Point-per-instance localization data
------------

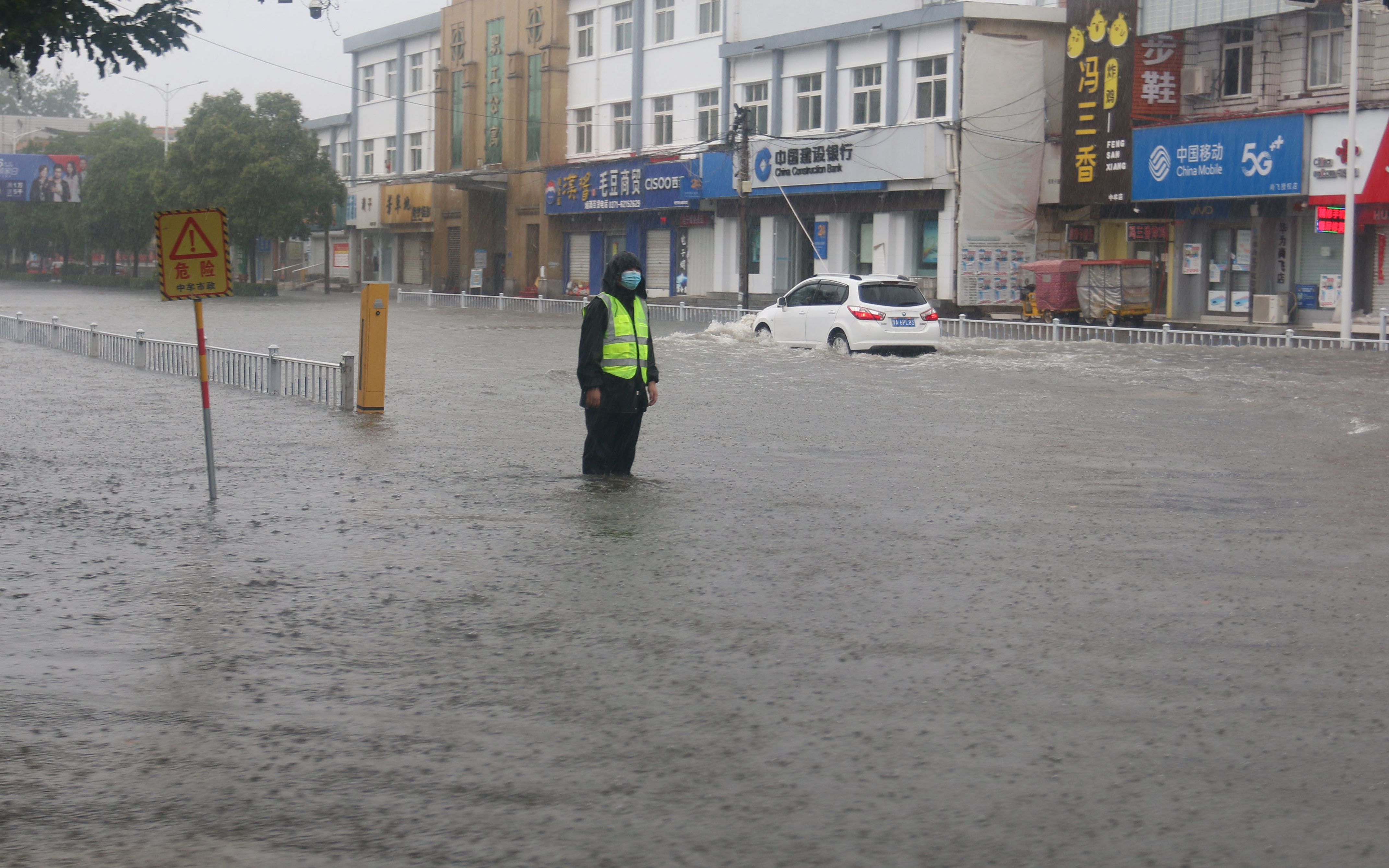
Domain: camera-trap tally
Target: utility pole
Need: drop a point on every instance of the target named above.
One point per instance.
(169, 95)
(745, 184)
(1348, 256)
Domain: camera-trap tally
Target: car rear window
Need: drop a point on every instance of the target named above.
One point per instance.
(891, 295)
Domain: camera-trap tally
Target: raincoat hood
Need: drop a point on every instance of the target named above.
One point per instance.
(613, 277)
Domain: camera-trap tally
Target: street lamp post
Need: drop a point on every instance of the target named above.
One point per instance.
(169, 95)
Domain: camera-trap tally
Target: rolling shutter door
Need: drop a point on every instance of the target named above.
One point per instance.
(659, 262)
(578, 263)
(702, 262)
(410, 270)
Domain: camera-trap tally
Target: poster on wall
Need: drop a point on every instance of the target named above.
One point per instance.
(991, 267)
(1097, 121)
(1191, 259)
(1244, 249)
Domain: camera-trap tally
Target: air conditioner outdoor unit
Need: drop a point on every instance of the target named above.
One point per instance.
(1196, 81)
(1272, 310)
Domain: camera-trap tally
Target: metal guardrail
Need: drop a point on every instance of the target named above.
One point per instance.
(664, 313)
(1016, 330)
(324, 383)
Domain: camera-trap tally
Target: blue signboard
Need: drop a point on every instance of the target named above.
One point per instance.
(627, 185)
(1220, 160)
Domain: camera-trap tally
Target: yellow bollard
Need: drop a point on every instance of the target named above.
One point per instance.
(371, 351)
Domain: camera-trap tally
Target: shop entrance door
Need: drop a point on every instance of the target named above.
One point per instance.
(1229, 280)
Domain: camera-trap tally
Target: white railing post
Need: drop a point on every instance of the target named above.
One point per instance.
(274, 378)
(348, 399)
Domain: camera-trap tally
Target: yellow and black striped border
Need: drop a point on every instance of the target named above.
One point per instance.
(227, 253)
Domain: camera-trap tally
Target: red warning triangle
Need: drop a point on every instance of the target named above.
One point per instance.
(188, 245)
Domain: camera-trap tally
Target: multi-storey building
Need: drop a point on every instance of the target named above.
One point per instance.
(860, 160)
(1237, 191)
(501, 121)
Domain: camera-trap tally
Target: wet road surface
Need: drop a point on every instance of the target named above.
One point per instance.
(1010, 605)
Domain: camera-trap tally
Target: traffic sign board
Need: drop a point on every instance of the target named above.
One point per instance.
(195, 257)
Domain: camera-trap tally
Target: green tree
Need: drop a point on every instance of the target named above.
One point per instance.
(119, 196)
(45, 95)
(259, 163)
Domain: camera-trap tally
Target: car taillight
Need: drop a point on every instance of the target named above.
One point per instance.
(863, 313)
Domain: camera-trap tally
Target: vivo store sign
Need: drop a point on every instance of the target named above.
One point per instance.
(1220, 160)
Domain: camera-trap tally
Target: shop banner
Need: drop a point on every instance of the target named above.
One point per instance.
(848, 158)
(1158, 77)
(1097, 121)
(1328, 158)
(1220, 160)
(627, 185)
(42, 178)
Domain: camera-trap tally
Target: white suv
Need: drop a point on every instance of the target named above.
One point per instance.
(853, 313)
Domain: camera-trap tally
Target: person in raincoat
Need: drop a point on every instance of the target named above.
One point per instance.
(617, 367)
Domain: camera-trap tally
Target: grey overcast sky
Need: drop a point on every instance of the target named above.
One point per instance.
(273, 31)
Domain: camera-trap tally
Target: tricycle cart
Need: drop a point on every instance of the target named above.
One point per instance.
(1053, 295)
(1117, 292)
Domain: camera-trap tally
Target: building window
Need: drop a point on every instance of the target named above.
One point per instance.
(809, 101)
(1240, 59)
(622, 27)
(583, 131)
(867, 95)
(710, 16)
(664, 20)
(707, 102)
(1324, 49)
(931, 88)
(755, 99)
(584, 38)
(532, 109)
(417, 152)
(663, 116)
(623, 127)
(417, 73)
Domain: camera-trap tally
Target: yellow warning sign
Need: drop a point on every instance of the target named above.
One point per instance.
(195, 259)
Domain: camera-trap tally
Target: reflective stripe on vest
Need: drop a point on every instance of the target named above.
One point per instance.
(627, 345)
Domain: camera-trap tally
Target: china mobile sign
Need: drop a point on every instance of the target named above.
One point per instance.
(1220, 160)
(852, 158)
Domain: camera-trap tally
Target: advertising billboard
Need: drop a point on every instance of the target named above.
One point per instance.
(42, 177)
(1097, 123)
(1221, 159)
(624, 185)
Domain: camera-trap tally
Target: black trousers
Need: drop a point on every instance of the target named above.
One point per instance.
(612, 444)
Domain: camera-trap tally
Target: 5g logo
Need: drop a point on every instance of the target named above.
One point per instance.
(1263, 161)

------------

### Task to complete
The records shown above are to be repeated exactly, with the pictures left out.

### Answer box
Domain: camera-trap tally
Target: utility pole
Need: drop a point on every instance of the target named above.
One point per instance.
(169, 95)
(745, 184)
(1348, 256)
Domain: camera-trap tally
Target: car rear window
Need: drop a point on every instance of the target named above.
One point per instance.
(891, 295)
Domain: camera-trap tally
Target: raincoat hood
Need: drop a point on every instance of the target named above.
One point per instance.
(613, 277)
Domain: camera-trap tally
Target: street lamp post
Need: drop a point on every instance of the target named above.
One point per instance.
(169, 95)
Domain: camera-trap tally
Target: rolling shutter door
Need: drop a point on every instance of the target named above.
One point per instance.
(659, 262)
(578, 263)
(702, 262)
(410, 270)
Domain: camera-trap tally
Target: poster on wall
Need: drop a point on every instance of the target named above.
One point per instance.
(991, 267)
(1097, 121)
(1191, 259)
(1244, 249)
Domain: camera-trap tally
Target: air conditioner outdoor unit
Need: drop a point on every instance of the target named above.
One point per instance.
(1196, 81)
(1272, 310)
Domain: camera-trap tally
Target: metal guardrail
Need: drop a point on every instance of the target named above.
One point per instance.
(664, 313)
(1016, 330)
(324, 383)
Domain: camera-trap tally
Target: blue signboard
Need: drop a point on every instance of the target named above.
One point per instance.
(627, 185)
(1220, 160)
Domain: camera-trap tally
Target: yellow bollard
Need: drop a point on every instance of the target named above.
One point per instance.
(371, 351)
Domain: camera-trap tally
Target: shop entrance door
Need: drop a point on every instance of the target named above.
One point per instance.
(1229, 280)
Domain: camera-trap tally
Target: white railing post
Need: drop a point on every instance of the target named above.
One point per instance.
(274, 378)
(348, 399)
Domain: camera-trap tally
Target: yellow and black striped border
Need: drop a point on every instance of the target named above.
One point per instance.
(227, 253)
Domain: camera-trap tally
Target: red warning triangle
Need: drop a point on every instance of the target named above.
One point per instance.
(188, 245)
Domain: camera-trap tally
Target: multi-storey building
Need: drop a point on every instance of the target named above.
One point per instance.
(860, 160)
(1237, 191)
(501, 121)
Domain: camera-trap tally
Target: wet road surface
Need: drop a point on every instance of the target named above.
One point per instance.
(1010, 605)
Domain: camera-trap tally
Target: traffic sign board
Need: drop a point on every instance of the target named above.
One point per instance.
(195, 257)
Domain: camera-trap tally
Target: green tree
Need: drop a point on every instance of the target named above.
One point per instance.
(119, 196)
(45, 95)
(259, 163)
Domain: camera-trap tally
Target: car taillight
Need: drop a point on every instance of the target named above.
One point per instance.
(863, 313)
Domain: camera-trap tally
Target: vivo store sign
Need: drop a point on every instance of the target named above.
One point per instance.
(1220, 160)
Domain: camera-trap tally
Target: shop banner
Need: drop a point on every instance of the target named above.
One point per instance.
(848, 158)
(1158, 77)
(1097, 121)
(1328, 158)
(1220, 160)
(627, 185)
(42, 178)
Domain: camera-trap tally
Target: white suv
Need: drop a point on every instance of the target named above.
One point per instance.
(853, 313)
Domain: camera-trap tally
Target: person in raincoat
Need: drop a point on every instance of the target named above.
One point per instance.
(617, 367)
Domain: camera-trap tally
Target: grey overcast sky
Need: drop a point on every instance of the target named above.
One point per instance.
(273, 31)
Domain: camera-trap tally
Target: tricycle cart
Need: drop a point on every instance of the target named above.
One point per instance.
(1053, 295)
(1117, 292)
Domain: camera-trap tally
Target: building window
Need: drop a point on every instance of the target named above.
One point per instance.
(809, 101)
(1240, 59)
(622, 27)
(583, 131)
(867, 95)
(710, 16)
(664, 20)
(707, 102)
(1324, 49)
(931, 88)
(755, 99)
(584, 38)
(532, 109)
(417, 152)
(663, 116)
(623, 127)
(417, 73)
Domain: camera-trap tally
Target: yellow warning sign
Need: drop a point on every instance of the target named above.
One point per instance.
(195, 259)
Domain: camera-trap tally
Target: reflective stripe on vest
Need: drop a point on every instance of the target named above.
One point per instance.
(627, 345)
Domain: camera-trap tally
Target: china mobile sign
Need: drop a point on every instance of the target named above.
One point per instance.
(1220, 160)
(852, 158)
Domain: camera-trap tally
Target: advertising billboard
Need: drop a point on every instance of the target named above.
One point per instance.
(42, 177)
(1097, 123)
(1221, 159)
(624, 185)
Domain: camera-trap tally
Target: black trousers
Need: drop a point on every instance of the target named above.
One point per instance.
(612, 444)
Domain: camera-trap tally
Target: 5g logo
Need: drop a point on every instance of the target named above.
One point per instance.
(1263, 161)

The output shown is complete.